- [PASSAGE]:

..........

INEOS
PVC joint venture with Solvay / Combined projected sales of EUR 4.3 bn / Potential to be in the global top three
With a mere signing on the dotted line on Tuesday, two Central European companies, Solvay (Brussels /Belgium; www.solvay.com) and Ineos (Rolle /Switzerland; www.ineos.com) inked a deal to combine their European chlorvinyls activities into a proposed 50/50 joint venture with pro forma net sales of EUR 4.3 billion. It would also rank the new fusion among the top three polyvinyl chloride (PVC) producers worldwide. These activities includes Solvay’s production of PVC resins in its joint venture SolVin (www.solvayplastics.com), where it has a 75% stake and German chemicals giant BASF (Ludwigshafen; www.basf.com) owning the remaining 25%.

"This agreement will result in the creation of a truly competitive and sustainable business one that is of world scale," said Jim Ratcliffe, chairman at Ineos, adding, “the new venture will be able to better respond to rapidly changing European markets and to match increasing competition from global producers."

According to PIE’s Polyglobe (www.polyglobe.net), the combined total output comes to 3.2m t/y of PVC and almost approximately as much of the feedstock VCM. In addition, Solvay brings its small cracker at French site Feyzin to the JV table, where it has a 42.5 stake in the facility jointly run with French petrochemicals giant Total(Paris; www.total.com)

In a joint statement released by the two companies, in addition to a potential REBITDA of EUR 257m based on 2012 figures, the deal would also bring together around 5,650 employees in nine countries and would pool each company's assets across the entire chlorvinyls chain, including PVC, caustic soda and chlorine derivatives. As for the well-known current European overcapacities, the newly created company would not necessarily mean that any plant closings are envisaged in the near future.

In that respect, Ineos had “already taken the necessary measures” said Solvay’s CEO, Jean-Pierre Clamadieu, referring to his company’s decision to shut down production at its British site in Runcorn – see Plasteurope.com from 21.01.2013.

Interestingly, RusVinyl, Solvay's planned joint venture in chlorvinyls with Russia's largest petrochemical provider Sibur, (Moscow; www.sibur.ru) is excluded from the arrangement. "We fully intend to go ahead with our plans for the partnership including all planned investments," assured Clamadieu.

With regard to Brazilian subsidiary Solvay Indupa (Sao Paulo; www.solvayindupa.com) where more than 500,000 t/y of VCM/PVC are produced at Santo André and Bahia Blanca combined, the company announced in February that it was planning to divest of its South American business. It would seem that discussions with potential investors are already underway – see Plasteurope.com from 19.02.2013

Meanwhile back in Europe, the planned fusion will first have to wait for approval from the European competition authorities in Brussels. Until then, the two companies will continue transacting business independent of one another, going about their respective PVC businesses separately. Both companies are naturally putting on the appearance of confidence with respect to the anticipated fusion going through; however, a little bit of scepticism that the deal will be easily “greenlighted” exists among industry experts.

..........

- [DATA SECTION]:
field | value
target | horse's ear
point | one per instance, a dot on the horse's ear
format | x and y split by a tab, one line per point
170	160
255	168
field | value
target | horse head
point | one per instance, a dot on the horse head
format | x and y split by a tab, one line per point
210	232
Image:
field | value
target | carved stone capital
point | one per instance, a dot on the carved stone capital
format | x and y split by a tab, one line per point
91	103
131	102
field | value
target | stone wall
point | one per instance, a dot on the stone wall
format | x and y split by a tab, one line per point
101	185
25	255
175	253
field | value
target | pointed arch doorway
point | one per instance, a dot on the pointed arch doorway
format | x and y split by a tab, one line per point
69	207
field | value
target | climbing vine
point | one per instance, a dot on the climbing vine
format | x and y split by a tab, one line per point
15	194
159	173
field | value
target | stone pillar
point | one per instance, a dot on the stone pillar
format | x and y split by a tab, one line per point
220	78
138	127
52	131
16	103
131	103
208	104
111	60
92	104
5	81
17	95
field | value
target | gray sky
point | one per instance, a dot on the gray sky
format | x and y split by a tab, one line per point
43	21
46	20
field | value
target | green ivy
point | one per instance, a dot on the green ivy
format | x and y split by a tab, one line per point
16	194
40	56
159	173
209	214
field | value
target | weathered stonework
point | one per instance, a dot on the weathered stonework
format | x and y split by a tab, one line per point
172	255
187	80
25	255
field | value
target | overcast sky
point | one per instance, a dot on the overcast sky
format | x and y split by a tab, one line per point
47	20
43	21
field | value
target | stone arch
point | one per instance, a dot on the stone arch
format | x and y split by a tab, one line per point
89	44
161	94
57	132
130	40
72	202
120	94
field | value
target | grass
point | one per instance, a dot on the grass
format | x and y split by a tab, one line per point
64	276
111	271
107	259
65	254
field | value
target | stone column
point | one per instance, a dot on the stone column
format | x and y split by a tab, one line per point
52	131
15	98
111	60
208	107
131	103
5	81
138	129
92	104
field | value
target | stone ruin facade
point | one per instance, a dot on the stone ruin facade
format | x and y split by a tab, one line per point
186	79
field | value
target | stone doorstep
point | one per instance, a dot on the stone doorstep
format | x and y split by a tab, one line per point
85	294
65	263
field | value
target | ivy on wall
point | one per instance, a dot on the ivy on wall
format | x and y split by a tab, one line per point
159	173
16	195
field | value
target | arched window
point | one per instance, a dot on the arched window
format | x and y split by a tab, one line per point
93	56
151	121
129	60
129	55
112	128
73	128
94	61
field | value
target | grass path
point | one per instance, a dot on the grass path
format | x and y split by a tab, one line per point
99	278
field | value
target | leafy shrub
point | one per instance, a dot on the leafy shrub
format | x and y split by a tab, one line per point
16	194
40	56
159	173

..........

- [DIRECTIVES]:
- 1) Please reproduce the article starting at "In that respect, Ineos" and ending at "Plasteurope.com from 21.01.2013.", swapping "shut down" for "close".
- 2) List every city the article gives in parentheses as a company's location.
- 3) Does the article support each statement? Answer yes or no, quoting the words that decide it.
(a) Solvay holds 75% of SolVin and BASF holds the other 25%.
(b) RusVinyl is part of the Solvay–Ineos arrangement.
(c) The deal would bring together around 5,650 employees in twelve countries.

- [ANSWER SET]:
- 1)
In that respect, Ineos had “already taken the necessary measures” said Solvay’s CEO, Jean-Pierre Clamadieu, referring to his company’s decision to close production at its British site in Runcorn – see Plasteurope.com from 21.01.2013.

- 2) Brussels, Rolle, Ludwigshafen, Paris, Moscow, Sao Paulo

- 3)
(a) Yes: "where it has a 75% stake and German chemicals giant BASF (Ludwigshafen; www.basf.com) owning the remaining 25%"
(b) No: "is excluded from the arrangement"
(c) No: "around 5,650 employees in nine countries"